Convert every line of the items below into a Markdown table with the columns "Row" and "Item line", numbering the rows in order and omitting blank lines. Leave the pictures out of the table.

--- start SUPPLIED MATERIAL ---

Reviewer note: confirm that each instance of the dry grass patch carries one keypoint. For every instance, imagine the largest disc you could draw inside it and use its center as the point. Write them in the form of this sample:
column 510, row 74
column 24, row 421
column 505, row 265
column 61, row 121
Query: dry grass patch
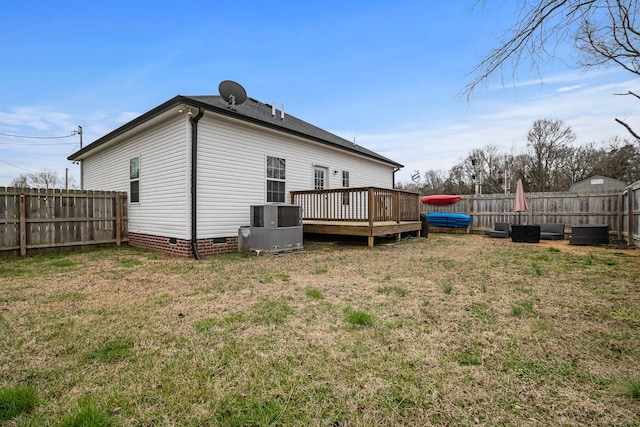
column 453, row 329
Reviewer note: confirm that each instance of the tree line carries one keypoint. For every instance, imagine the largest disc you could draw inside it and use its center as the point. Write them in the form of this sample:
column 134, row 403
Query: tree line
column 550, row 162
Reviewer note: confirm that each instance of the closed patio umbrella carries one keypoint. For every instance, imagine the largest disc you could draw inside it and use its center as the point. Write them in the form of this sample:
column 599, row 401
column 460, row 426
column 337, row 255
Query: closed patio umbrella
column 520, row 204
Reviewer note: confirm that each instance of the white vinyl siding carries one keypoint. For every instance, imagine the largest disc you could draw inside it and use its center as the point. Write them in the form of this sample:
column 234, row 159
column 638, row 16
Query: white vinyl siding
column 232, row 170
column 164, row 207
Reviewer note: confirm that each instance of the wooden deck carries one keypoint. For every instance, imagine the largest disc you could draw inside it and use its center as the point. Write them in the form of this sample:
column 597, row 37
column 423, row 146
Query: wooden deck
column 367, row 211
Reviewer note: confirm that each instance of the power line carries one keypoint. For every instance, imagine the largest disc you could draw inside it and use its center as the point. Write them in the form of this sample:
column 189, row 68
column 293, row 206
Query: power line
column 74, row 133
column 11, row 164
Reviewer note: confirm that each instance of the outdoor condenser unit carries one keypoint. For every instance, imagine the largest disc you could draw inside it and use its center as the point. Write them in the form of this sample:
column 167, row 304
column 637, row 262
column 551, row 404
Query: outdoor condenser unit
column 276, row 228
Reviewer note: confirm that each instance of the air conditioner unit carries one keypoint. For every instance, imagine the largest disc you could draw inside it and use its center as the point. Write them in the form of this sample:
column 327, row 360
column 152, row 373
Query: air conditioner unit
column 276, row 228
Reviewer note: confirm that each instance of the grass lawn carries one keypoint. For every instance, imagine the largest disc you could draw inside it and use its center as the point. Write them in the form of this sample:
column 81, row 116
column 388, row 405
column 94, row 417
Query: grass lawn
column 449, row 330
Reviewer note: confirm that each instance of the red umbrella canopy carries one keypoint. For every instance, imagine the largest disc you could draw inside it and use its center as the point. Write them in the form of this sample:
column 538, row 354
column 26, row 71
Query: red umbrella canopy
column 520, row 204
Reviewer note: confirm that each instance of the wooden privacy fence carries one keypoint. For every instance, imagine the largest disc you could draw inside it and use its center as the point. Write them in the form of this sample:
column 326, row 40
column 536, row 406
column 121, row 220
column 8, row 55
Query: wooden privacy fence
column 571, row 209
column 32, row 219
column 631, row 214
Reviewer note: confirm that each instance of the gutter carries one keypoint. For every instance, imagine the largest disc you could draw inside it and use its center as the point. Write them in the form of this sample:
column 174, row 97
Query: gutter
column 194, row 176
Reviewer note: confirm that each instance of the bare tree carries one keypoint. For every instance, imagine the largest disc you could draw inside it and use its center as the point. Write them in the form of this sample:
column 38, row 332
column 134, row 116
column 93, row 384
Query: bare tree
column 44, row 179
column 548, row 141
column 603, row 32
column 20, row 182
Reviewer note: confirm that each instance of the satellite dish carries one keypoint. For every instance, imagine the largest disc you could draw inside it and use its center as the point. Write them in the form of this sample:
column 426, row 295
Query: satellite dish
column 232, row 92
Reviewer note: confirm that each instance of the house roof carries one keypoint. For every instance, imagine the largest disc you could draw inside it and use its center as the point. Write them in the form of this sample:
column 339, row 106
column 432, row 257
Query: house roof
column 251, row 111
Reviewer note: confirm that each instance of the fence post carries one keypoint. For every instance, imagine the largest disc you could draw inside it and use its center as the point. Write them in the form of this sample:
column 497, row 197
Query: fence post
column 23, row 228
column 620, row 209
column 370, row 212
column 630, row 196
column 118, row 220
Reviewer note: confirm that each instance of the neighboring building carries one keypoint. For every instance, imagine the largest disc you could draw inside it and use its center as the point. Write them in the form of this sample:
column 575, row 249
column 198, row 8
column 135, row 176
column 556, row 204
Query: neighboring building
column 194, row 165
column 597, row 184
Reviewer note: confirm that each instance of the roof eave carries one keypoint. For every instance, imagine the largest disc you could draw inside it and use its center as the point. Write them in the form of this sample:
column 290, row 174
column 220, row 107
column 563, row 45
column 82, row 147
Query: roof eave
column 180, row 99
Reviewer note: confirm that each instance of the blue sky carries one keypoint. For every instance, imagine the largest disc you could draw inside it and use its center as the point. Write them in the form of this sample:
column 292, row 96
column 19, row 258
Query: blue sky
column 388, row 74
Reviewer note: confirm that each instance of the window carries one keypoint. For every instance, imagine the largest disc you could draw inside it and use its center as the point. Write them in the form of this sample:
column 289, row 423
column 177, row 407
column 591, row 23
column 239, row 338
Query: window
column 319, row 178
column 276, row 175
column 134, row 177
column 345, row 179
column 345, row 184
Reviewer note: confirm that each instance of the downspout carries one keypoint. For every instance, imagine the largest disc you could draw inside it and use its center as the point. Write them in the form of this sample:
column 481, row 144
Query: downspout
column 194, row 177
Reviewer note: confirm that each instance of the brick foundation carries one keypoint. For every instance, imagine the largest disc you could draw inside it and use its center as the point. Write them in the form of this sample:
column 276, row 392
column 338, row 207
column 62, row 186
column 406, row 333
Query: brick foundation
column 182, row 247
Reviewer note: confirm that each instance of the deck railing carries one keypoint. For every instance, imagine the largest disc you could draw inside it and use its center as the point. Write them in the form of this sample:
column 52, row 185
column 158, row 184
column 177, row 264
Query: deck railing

--- end SUPPLIED MATERIAL ---

EXERCISE RESPONSE |
| Row | Item line |
|---|---|
| 1 | Reviewer note: confirm that each instance of the dry grass patch carries one keypoint. For every instance, imagine the largest disc you could draw inside it and use its center as the point. Write them in the form of this sample: |
| 2 | column 510, row 74 |
| 3 | column 24, row 421 |
| 4 | column 505, row 265 |
| 5 | column 61, row 121 |
| 6 | Query: dry grass patch |
| 7 | column 453, row 329 |
| 8 | Reviewer note: confirm that each instance of the tree line carries one keypoint. For every instance, imagine the largest disc you could draw inside it and use its center as the point. Write them in the form of this sample: |
| 9 | column 134, row 403 |
| 10 | Query: tree line |
| 11 | column 550, row 162 |
| 12 | Reviewer note: confirm that each instance of the closed patio umbrella carries one keypoint. For every instance, imagine the largest disc you could draw inside it and use its center as the point. Write them in the form of this sample: |
| 13 | column 599, row 401 |
| 14 | column 460, row 426 |
| 15 | column 337, row 255 |
| 16 | Query: closed patio umbrella |
| 17 | column 520, row 204 |
| 18 | Reviewer note: confirm that each instance of the white vinyl siding carries one keypoint. For every instance, imagine the largest disc you could draw inside it and use its center as the point. Write them in the form of this sample: |
| 19 | column 234, row 159 |
| 20 | column 638, row 16 |
| 21 | Query: white vinyl siding |
| 22 | column 232, row 170 |
| 23 | column 164, row 207 |
| 24 | Reviewer note: confirm that each instance of the wooden deck carries one keypoint. For every instance, imagine the largest disc you could draw inside it and use its center as the point. Write them in the form of this sample: |
| 25 | column 597, row 37 |
| 26 | column 423, row 146 |
| 27 | Query: wooden deck |
| 28 | column 367, row 211 |
| 29 | Reviewer note: confirm that each instance of the power line carries one keypoint. For every instance, imagine the largest disc you could draw inside it and use its center as the point. Write them in the form of this sample: |
| 30 | column 189, row 68 |
| 31 | column 293, row 206 |
| 32 | Query: power line |
| 33 | column 74, row 133 |
| 34 | column 11, row 164 |
| 35 | Reviewer note: confirm that each instance of the outdoor condenser unit carries one keypoint. For every instance, imagine the largest disc you could draw inside it and use its center as the point. Write them in the form of this sample: |
| 36 | column 167, row 304 |
| 37 | column 637, row 262 |
| 38 | column 551, row 404 |
| 39 | Query: outdoor condenser unit |
| 40 | column 276, row 228 |
| 41 | Reviewer note: confirm that each instance of the air conditioner unit carries one keypoint. For every instance, imagine the largest disc you could draw inside it and use its center as the point. Write them in the form of this sample: |
| 42 | column 327, row 360 |
| 43 | column 152, row 373 |
| 44 | Query: air conditioner unit |
| 45 | column 276, row 228 |
| 46 | Reviewer note: confirm that each instance of the grass lawn carries one keypoint. For every instance, imagine the largest disc you could draw inside it and use its center as the point. Write them in the form of this sample: |
| 47 | column 81, row 116 |
| 48 | column 388, row 405 |
| 49 | column 94, row 417 |
| 50 | Query: grass lawn |
| 51 | column 449, row 330 |
| 52 | Reviewer note: confirm that each instance of the red umbrella canopy carries one keypoint. For every instance, imagine the largest disc you could draw inside it and use its center as the point. Write them in the form of this sample: |
| 53 | column 538, row 354 |
| 54 | column 26, row 71 |
| 55 | Query: red umbrella canopy |
| 56 | column 520, row 204 |
| 57 | Reviewer note: confirm that each instance of the wooden privacy fence carries one keypoint. For every instance, imagine the largest disc you could draw inside it and use its center as the point. Write them in the form of this sample: |
| 58 | column 326, row 40 |
| 59 | column 536, row 406 |
| 60 | column 121, row 220 |
| 61 | column 8, row 55 |
| 62 | Query: wooden privacy fence |
| 63 | column 571, row 209 |
| 64 | column 32, row 219 |
| 65 | column 631, row 214 |
| 66 | Reviewer note: confirm that each instance of the gutter carries one keypoint. For every instance, imagine the largest disc you could draw inside it and use its center as the point. Write them in the form of this sample: |
| 67 | column 174, row 97 |
| 68 | Query: gutter |
| 69 | column 194, row 176 |
| 70 | Reviewer note: confirm that each instance of the bare tree carries one keypoint. For every instance, imagine the largest disc you could draw inside it and use its center as the point. Write them in the form of this sample: |
| 71 | column 38, row 332 |
| 72 | column 134, row 116 |
| 73 | column 93, row 384 |
| 74 | Query: bare tree |
| 75 | column 44, row 179 |
| 76 | column 548, row 141 |
| 77 | column 603, row 32 |
| 78 | column 20, row 182 |
| 79 | Reviewer note: confirm that each instance of the satellite dish carries one keypoint. For every instance, imagine the largest disc you could draw inside it and use its center as the point. Write them in the form of this sample: |
| 80 | column 426, row 295 |
| 81 | Query: satellite dish |
| 82 | column 232, row 92 |
| 83 | Reviewer note: confirm that each instance of the house roof carries one keypoint. For every instance, imagine the largest disc you could draw inside it and use its center as the point. Write them in the form of this sample: |
| 84 | column 339, row 106 |
| 85 | column 432, row 257 |
| 86 | Query: house roof |
| 87 | column 251, row 111 |
| 88 | Reviewer note: confirm that each instance of the fence post carries one keypoint. For every instance, imagine the largest disc you could draw inside it and use its center as the point. Write them in the form of this sample: |
| 89 | column 497, row 197 |
| 90 | Query: fence post |
| 91 | column 23, row 228 |
| 92 | column 620, row 209 |
| 93 | column 370, row 212 |
| 94 | column 630, row 196 |
| 95 | column 118, row 220 |
| 96 | Reviewer note: confirm that each instance of the neighboring building carries one keypoint. For every instance, imagine the largest disc you could draw inside it and use its center as the point. Write them in the form of this sample: |
| 97 | column 575, row 249 |
| 98 | column 198, row 8 |
| 99 | column 135, row 176 |
| 100 | column 556, row 204 |
| 101 | Query: neighboring building |
| 102 | column 194, row 165 |
| 103 | column 597, row 184 |
| 104 | Reviewer note: confirm that each instance of the roof eave carries one keypoint. For every instance, imagine the largest disc you could draw inside it and use its center as the point. Write them in the form of this sample: |
| 105 | column 290, row 174 |
| 106 | column 220, row 107 |
| 107 | column 563, row 45 |
| 108 | column 82, row 147 |
| 109 | Query: roof eave |
| 110 | column 180, row 99 |
| 111 | Reviewer note: confirm that each instance of the blue sky carries one keypoint. For every instance, imagine the largest disc you could draw inside it and use its center as the point. Write them in the form of this sample: |
| 112 | column 292, row 96 |
| 113 | column 19, row 258 |
| 114 | Query: blue sky |
| 115 | column 388, row 74 |
| 116 | Reviewer note: confirm that each instance of the window carries one keypoint. For every instance, imagine the largest disc you could draw inside it and use its center as the point. Write them in the form of this sample: |
| 117 | column 289, row 423 |
| 118 | column 177, row 407 |
| 119 | column 591, row 23 |
| 120 | column 239, row 338 |
| 121 | Query: window |
| 122 | column 319, row 178 |
| 123 | column 276, row 175 |
| 124 | column 134, row 177 |
| 125 | column 345, row 179 |
| 126 | column 345, row 184 |
| 127 | Reviewer note: confirm that each instance of the downspout carries one keypoint. For every instance, imagine the largest disc you could draw inside it and use its center as the point. Write them in the form of this sample: |
| 128 | column 481, row 144 |
| 129 | Query: downspout |
| 130 | column 194, row 177 |
| 131 | Reviewer note: confirm that each instance of the brick foundation carries one keypoint. For every instance, imagine the largest disc you could draw inside it and use its center as the point. Write them in the form of this sample: |
| 132 | column 276, row 392 |
| 133 | column 338, row 207 |
| 134 | column 62, row 186 |
| 135 | column 406, row 333 |
| 136 | Query: brick foundation |
| 137 | column 182, row 247 |
| 138 | Reviewer note: confirm that each instance of the deck railing carries one keypoint. For every instance, imagine the largest disc you could draw inside it and use its center as the point. Write them in the form of this sample: |
| 139 | column 52, row 185 |
| 140 | column 158, row 184 |
| 141 | column 177, row 264 |
| 142 | Query: deck railing |